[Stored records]
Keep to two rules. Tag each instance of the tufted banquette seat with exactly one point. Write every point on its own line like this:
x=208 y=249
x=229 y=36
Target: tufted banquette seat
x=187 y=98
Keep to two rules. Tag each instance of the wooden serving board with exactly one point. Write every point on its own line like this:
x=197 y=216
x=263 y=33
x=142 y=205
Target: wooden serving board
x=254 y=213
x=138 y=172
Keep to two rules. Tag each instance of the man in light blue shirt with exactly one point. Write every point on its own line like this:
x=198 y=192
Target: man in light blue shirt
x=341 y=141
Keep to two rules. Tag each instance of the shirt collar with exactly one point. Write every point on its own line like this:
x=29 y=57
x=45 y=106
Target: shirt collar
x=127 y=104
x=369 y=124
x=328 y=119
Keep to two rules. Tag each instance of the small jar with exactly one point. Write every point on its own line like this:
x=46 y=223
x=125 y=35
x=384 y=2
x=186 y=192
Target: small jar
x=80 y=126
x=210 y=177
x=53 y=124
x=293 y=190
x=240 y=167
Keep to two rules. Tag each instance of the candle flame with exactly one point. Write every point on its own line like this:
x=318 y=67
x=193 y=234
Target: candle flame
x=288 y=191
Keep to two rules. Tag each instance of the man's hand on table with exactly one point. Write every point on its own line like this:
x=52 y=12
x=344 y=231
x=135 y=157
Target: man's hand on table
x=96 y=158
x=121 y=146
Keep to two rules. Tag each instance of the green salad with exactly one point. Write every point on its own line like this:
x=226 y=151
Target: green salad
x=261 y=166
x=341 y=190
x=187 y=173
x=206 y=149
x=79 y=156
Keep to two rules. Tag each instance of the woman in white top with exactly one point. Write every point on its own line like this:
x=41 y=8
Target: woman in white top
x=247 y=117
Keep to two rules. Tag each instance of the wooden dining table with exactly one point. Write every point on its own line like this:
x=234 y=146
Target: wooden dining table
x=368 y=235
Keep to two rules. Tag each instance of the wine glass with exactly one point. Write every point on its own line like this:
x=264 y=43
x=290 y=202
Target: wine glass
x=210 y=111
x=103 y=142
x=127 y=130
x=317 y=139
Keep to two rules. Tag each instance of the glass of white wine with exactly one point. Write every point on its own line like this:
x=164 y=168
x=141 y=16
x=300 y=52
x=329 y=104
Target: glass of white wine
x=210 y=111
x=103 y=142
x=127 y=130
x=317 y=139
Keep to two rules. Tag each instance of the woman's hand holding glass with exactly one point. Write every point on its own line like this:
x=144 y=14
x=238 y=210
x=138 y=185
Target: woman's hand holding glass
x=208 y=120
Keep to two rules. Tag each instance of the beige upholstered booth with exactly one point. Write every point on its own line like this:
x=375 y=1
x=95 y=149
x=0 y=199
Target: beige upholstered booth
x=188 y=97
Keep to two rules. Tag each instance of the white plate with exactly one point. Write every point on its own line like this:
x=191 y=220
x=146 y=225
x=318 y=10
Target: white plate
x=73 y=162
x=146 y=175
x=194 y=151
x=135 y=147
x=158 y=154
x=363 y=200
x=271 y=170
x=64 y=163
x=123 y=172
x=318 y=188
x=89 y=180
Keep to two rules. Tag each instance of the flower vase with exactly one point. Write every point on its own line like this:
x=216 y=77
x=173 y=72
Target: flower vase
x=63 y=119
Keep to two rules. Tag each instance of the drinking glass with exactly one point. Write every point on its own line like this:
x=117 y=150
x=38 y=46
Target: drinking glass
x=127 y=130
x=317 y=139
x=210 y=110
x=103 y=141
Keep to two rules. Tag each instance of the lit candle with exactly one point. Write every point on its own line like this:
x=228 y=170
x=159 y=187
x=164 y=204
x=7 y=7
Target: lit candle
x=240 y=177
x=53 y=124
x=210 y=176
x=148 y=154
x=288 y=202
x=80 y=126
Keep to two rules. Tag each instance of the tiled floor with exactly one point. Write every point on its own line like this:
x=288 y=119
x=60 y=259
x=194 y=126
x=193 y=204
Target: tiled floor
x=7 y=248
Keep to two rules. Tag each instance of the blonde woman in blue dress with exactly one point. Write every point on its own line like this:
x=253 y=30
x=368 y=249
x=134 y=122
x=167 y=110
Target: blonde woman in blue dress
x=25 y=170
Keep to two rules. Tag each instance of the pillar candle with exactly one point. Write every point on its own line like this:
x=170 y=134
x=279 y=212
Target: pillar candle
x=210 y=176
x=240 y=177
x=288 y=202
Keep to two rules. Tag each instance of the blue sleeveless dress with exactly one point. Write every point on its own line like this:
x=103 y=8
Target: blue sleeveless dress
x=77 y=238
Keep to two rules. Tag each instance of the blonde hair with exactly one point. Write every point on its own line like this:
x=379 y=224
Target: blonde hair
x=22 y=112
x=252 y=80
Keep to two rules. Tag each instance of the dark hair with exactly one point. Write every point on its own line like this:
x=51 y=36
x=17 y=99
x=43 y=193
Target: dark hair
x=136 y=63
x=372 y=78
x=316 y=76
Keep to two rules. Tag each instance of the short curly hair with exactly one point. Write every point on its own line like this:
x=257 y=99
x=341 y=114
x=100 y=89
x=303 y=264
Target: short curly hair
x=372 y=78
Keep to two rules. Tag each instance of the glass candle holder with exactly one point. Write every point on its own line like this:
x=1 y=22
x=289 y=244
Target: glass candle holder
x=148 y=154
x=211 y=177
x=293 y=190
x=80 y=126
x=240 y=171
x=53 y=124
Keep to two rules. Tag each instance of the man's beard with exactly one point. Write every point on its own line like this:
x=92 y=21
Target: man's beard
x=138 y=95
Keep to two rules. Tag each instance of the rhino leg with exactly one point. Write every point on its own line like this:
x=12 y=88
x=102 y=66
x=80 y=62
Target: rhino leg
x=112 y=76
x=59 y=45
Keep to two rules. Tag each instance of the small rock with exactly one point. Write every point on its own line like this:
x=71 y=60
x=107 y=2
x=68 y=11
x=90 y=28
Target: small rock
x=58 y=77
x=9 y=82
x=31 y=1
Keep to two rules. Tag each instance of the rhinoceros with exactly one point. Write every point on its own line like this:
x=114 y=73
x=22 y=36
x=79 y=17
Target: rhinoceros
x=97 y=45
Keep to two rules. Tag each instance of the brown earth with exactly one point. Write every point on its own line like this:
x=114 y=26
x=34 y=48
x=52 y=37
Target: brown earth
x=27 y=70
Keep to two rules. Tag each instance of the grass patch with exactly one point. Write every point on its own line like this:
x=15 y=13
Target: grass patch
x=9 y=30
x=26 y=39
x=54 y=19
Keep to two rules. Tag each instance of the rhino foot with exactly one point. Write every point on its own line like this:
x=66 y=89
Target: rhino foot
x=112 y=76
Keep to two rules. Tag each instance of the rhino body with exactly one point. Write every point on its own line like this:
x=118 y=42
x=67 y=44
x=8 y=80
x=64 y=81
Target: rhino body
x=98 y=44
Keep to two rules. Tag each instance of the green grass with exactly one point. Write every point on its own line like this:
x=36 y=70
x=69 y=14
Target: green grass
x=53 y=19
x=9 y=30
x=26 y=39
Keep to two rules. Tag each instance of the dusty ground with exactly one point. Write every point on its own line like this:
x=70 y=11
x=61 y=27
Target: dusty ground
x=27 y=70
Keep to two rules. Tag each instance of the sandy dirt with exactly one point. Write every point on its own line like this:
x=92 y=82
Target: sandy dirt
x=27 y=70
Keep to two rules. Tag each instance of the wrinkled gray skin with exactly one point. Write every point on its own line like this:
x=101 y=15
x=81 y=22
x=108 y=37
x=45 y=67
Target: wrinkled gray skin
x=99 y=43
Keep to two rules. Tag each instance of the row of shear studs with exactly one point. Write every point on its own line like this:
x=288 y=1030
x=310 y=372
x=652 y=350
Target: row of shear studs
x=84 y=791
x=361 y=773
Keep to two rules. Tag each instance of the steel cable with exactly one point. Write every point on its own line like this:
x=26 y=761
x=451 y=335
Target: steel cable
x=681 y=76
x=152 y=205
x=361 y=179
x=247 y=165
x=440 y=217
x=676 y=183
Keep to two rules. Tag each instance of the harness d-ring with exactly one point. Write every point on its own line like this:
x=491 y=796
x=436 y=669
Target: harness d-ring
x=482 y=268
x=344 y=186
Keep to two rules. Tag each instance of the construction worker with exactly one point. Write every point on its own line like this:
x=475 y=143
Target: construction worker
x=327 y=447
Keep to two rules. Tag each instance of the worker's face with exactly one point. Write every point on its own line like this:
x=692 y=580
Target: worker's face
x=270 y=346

Directions for this task - From the first line above through the line that contains "x=135 y=157", quote each line exactly. Output nothing more.

Written reply -
Keep to two rules. Tag each instance of the tufted banquette seat with exactly one point. Write every point on its own line like this:
x=208 y=249
x=229 y=36
Target: tufted banquette seat
x=187 y=98
Keep to two rules. Tag each instance of the wooden serving board with exactly one point. Write every point on its own line like this:
x=197 y=216
x=263 y=33
x=142 y=205
Target: wooden serving board
x=254 y=213
x=138 y=172
Keep to two rules. Tag each instance of the man in light blue shirt with exactly one point. Write every point on its own line like this:
x=198 y=192
Target: man in light blue shirt
x=341 y=141
Keep to two rules. Tag each instance of the shirt collar with exactly one point. Write every point on its own line like this:
x=29 y=57
x=45 y=106
Target: shirt collar
x=127 y=104
x=369 y=124
x=328 y=119
Keep to two rules. Tag each instance of the small jar with exactly one point. Write every point on its own line like this:
x=46 y=223
x=125 y=35
x=384 y=2
x=186 y=192
Target: small jar
x=80 y=126
x=210 y=177
x=53 y=124
x=293 y=190
x=240 y=167
Keep to two rules. Tag each instance of the candle flame with exactly one point. Write every point on its own line like this:
x=318 y=67
x=193 y=234
Target: candle flame
x=288 y=191
Keep to two rules. Tag each instance of the man's hand on table with exactly one point. Write every point on its own line like this:
x=52 y=12
x=344 y=231
x=135 y=157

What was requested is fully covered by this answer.